------ Entnommener Text ------

# taz.de -- Die Wahrheit: Glibber im Fettmantel
       
       > Neuseelandwoche der Wahrheit: Was Kiwis wirklich essen.
       
 (IMG) Bild: Ein Pie ist immer rund, ein paar Zentimeter hoch und hat den Durchmesser einer Milchkaffeetasse.
       
       Schon mit der Currywurst tat ich mich schwer. Als Deutschlands liebstes
       Fastfood von Pinneberg bis Heidelberg verklärt wurde, dass der Ketchup nur
       so triefte, verließ ich gerade für immer das Land der Würste für das Land
       der langen weißen Wolke. Kein Grund zur Trauer. Denn ich zog auf die
       Inseln, wo Milch und Manuka-Honig fließen, wo das Lammfleisch nicht zarter
       und die Muscheln nicht frischer sein könnten. Dachte ich. Was ich nicht
       ahnte: Ich war im Paradies der Pie-Fresser gelandet.
       
       Vier Millionen Neuseeländer verdrücken 75 Millionen Pies pro Jahr. Das muss
       man erst mal sacken lassen, am besten Richtung Darm. Was versteckt sich
       dahinter? Vor allem: Was darin? „Fleischpastete“ klingt viel zu vornehm und
       führt in die Irre, da das Backwerk auch vegetarisch oder süß sein kann. Ein
       Pie ist immer rund, ein paar Zentimeter hoch und hat den Durchmesser einer
       Milchkaffeetasse. Da gibt es strenge Vorschriften. Er hat einen
       weichlichen, fettigen Teigmantel und obendrauf eine Schicht Blätterteig.
       Dieser Deckel wird gern abgehoben, um Fritten oder Finger in die warme
       Füllung zu tunken: Gelatinöser Soßenglibber mit Fleischbröckchen, für deren
       Anblick sich jede Hundefutterdose schämen müsste. Oft ziehen sich
       geschmolzene Käsefäden durch das blassbraune Interieur. Nichts für
       kulinarische Ästheten. Die gängigen Geschmacksnoten: Hack und Käse (auch
       mit Baked Beans), Schinken und Ei, Steak und Niere, Huhn und Champignons.

------ Gezeigte Einträge ------

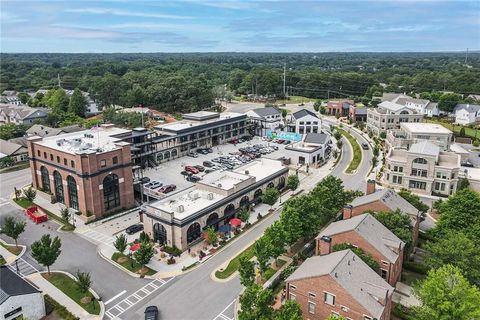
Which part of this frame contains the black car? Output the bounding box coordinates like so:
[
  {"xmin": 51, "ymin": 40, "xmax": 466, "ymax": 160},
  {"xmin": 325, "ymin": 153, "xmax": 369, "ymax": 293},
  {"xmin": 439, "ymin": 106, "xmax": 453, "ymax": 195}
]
[
  {"xmin": 125, "ymin": 224, "xmax": 143, "ymax": 234},
  {"xmin": 145, "ymin": 306, "xmax": 158, "ymax": 320}
]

------

Deine Aufgaben
(1) Prüfe, ob die Aussagen (a) bis (c) mit dem Text über Pies übereinstimmen, und antworte jeweils mit Ja oder Nein samt den entscheidenden Worten des Textes als wörtlichem Zitat: (a) Vier Millionen Neuseeländer essen jedes Jahr 75 Millionen Pies. (b) Ein Pie hat stets eine viereckige Form. (c) Ein Pie kann auch ohne Fleisch zubereitet sein.
(2) Schreibe einen Abschnitt aus dem Text über Pies neu und setze dabei „Bratwurst“ an die Stelle von „Currywurst“. Beginne bei den Worten „# taz.de -- Die“ und höre nach „der Pie-Fresser gelandet.“ auf.
Die Einträge sind eigenständiges Material und gehören nicht zum Text über Pies.

Lösungsübersicht
(1)
(a) Ja: „Vier Millionen Neuseeländer verdrücken 75 Millionen Pies pro Jahr.“
(b) Nein: „Ein Pie ist immer rund“
(c) Ja: „da das Backwerk auch vegetarisch oder süß sein kann“

(2)
# taz.de -- Die Wahrheit: Glibber im Fettmantel
       
       > Neuseelandwoche der Wahrheit: Was Kiwis wirklich essen.
       
 (IMG) Bild: Ein Pie ist immer rund, ein paar Zentimeter hoch und hat den Durchmesser einer Milchkaffeetasse.
       
       Schon mit der Bratwurst tat ich mich schwer. Als Deutschlands liebstes
       Fastfood von Pinneberg bis Heidelberg verklärt wurde, dass der Ketchup nur
       so triefte, verließ ich gerade für immer das Land der Würste für das Land
       der langen weißen Wolke. Kein Grund zur Trauer. Denn ich zog auf die
       Inseln, wo Milch und Manuka-Honig fließen, wo das Lammfleisch nicht zarter
       und die Muscheln nicht frischer sein könnten. Dachte ich. Was ich nicht
       ahnte: Ich war im Paradies der Pie-Fresser gelandet.